What to do.
Please quote every one of the items below word for word, but leave the pictures out of your answer.

(Region segmentation data)
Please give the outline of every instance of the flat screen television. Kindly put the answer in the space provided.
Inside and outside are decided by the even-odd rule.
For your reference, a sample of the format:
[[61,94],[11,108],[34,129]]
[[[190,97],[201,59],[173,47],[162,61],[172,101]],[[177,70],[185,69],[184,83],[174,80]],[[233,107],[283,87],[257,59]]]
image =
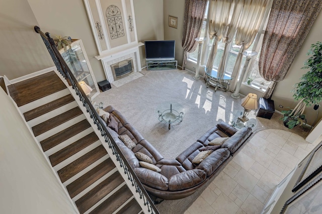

Answer to this exercise.
Please give the outline of every instance of the flat screen television. Kindly put the answer in the space provided.
Inside and outside are decided by the even-odd rule.
For your reference, a sample of the format:
[[61,94],[11,108],[34,129]]
[[[190,97],[201,59],[173,47],[162,61],[172,101]],[[177,70],[185,69],[184,83],[174,80]],[[233,107],[283,87],[257,59]]]
image =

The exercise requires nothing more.